### Brief A:
Print the passage of the template feature request from "Having the ability" to "is still assigned.".
### Brief B:
According to the template feature request, how many employees does the team currently have?
### Brief C:
Pick up the feature request about assigning services or departments in templates right after its final sentence and keep writing it.

### Passage shown:
---------------
Allow "Services" or "Departments" to be assigned in templates

Having the ability to create project templates has been key to our success. We use templates to draw up comprehensive dependencies among tasks, write detailed descriptions for each task, and easily replicate those projects for new clients. It’s nice that teammates can be assigned to the tasks, and can be carried over when the templates are replicated, but this process only works well right now because we have 8 employees (one employee for each service).

Down the road, when we are able to hire multiple people for each department and change up project teams, this process in the template tasks will become a hindrance. I will no longer be able to have specific people assigned to tasks in the template because I'll ultimately have to "swap" out people to form new teams, which leaves room for error if a task is missed and the wrong teammate is still assigned.
---------------
### Information given:
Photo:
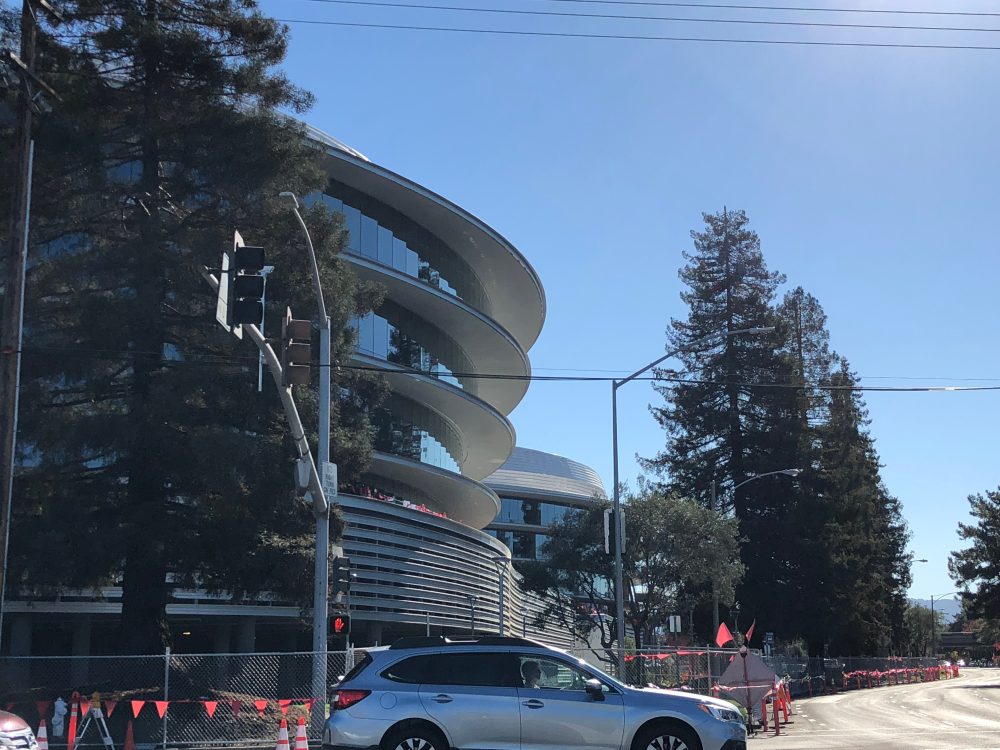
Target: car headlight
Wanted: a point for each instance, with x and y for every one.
---------------
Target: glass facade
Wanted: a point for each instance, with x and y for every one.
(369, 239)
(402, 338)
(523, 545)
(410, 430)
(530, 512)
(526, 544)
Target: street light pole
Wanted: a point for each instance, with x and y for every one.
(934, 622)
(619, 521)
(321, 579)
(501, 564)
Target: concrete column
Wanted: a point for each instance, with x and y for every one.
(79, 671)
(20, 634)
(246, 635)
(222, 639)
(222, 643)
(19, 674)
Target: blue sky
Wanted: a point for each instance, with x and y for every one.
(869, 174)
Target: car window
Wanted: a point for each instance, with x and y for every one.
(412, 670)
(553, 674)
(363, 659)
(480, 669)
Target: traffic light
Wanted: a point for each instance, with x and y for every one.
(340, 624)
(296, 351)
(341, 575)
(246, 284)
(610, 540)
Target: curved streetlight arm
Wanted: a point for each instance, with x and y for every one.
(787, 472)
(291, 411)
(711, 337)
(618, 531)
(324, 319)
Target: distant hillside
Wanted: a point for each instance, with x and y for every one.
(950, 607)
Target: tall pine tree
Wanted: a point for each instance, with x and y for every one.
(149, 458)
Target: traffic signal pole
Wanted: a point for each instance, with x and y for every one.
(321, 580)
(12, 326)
---------------
### Right answer A:
Having the ability to create project templates has been key to our success. We use templates to draw up comprehensive dependencies among tasks, write detailed descriptions for each task, and easily replicate those projects for new clients. It’s nice that teammates can be assigned to the tasks, and can be carried over when the templates are replicated, but this process only works well right now because we have 8 employees (one employee for each service).

Down the road, when we are able to hire multiple people for each department and change up project teams, this process in the template tasks will become a hindrance. I will no longer be able to have specific people assigned to tasks in the template because I'll ultimately have to "swap" out people to form new teams, which leaves room for error if a task is missed and the wrong teammate is still assigned.

### Right answer B:
Eight, one for each service.

### Right answer C:
Solution: Assign Services in Templates

When creating a template, allow us to assign specific services to each task, instead of specific teammates. For example, I can assign Graphic Designer and Brand Manager to Task 1, then Graphic Designer to a dependent Task 2, and Developer to a dependent Task 3. When I am ready to convert a project template into an active project, I can be prompted to create my project team. I can Select Employee A to fill all Graphic Designer roles, Employee B to fill all Brand Manager roles, and Employee C to fill all Developer Roles.

Through an automated process, the following happens:

Task 1 (Graphic Designer & Brand Manager) = Employee A & B
Task 2 (Graphic Designer) = Employee A
Task 3 (Developer) = Employee C

 

In a project with over 100 tasks, this will save Project Managers so much time, therefore allowing their project teams to get started on the projects more quickly.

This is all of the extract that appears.